◆ About this exercise
Up to and including the final line, retype each line of the records below, starting with the one that contains "Reviewer note: confirm that every instance of the snow on".

◆ Information shown
*****

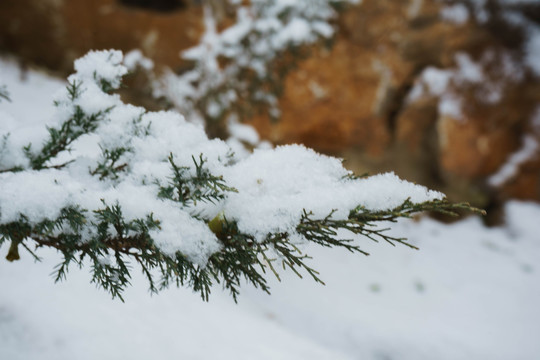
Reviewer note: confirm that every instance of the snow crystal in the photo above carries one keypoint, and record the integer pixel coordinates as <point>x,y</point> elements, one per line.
<point>102,65</point>
<point>244,132</point>
<point>457,14</point>
<point>135,58</point>
<point>274,186</point>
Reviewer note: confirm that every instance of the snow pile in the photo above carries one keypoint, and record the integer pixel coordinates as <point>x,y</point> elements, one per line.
<point>489,77</point>
<point>471,292</point>
<point>512,11</point>
<point>273,187</point>
<point>278,184</point>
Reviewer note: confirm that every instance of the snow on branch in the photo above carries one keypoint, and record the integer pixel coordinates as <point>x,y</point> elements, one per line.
<point>241,69</point>
<point>116,185</point>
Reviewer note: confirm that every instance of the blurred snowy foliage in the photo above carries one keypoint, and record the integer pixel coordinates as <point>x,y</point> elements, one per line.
<point>240,70</point>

*****

◆ Result below
Reviewer note: confirm that every instance of the snow on branch in the photo above carries one keypoint, and record the integer pixel coordinates as <point>x,y</point> elements, one per line.
<point>241,69</point>
<point>116,185</point>
Reviewer note: confirm that every instance of the blurred snowy foliage in the photo above carries one keypoint, and record the integer pixel coordinates as <point>x,y</point> elements, one per line.
<point>240,70</point>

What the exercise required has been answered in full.